Your task:
Omit any pictures, and restate word for word only the lines from the one with "Where can you spot the monkey's face?" through the end of the data below.

......

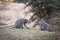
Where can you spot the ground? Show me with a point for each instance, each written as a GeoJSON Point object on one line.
{"type": "Point", "coordinates": [9, 33]}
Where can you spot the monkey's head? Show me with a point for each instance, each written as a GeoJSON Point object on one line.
{"type": "Point", "coordinates": [26, 21]}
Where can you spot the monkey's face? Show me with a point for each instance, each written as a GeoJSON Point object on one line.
{"type": "Point", "coordinates": [26, 21]}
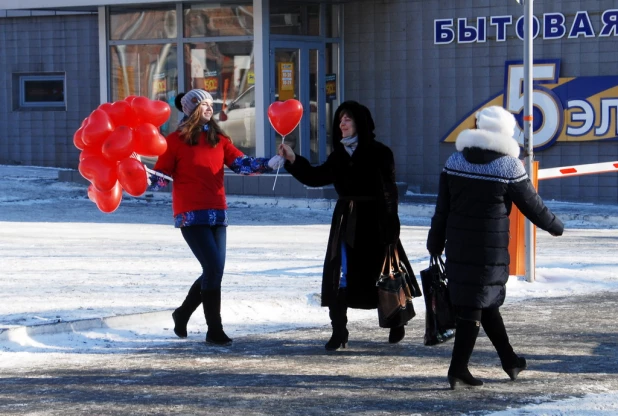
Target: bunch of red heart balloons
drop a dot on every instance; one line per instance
(110, 138)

......

Output of the exercise:
Where can you spot the monkey's face? Show me with a point for each instance, each written as a GeoJSON Point object on one line.
{"type": "Point", "coordinates": [26, 21]}
Target: bunch of red heart balloons
drop a dot on every instance; one line per instance
(110, 138)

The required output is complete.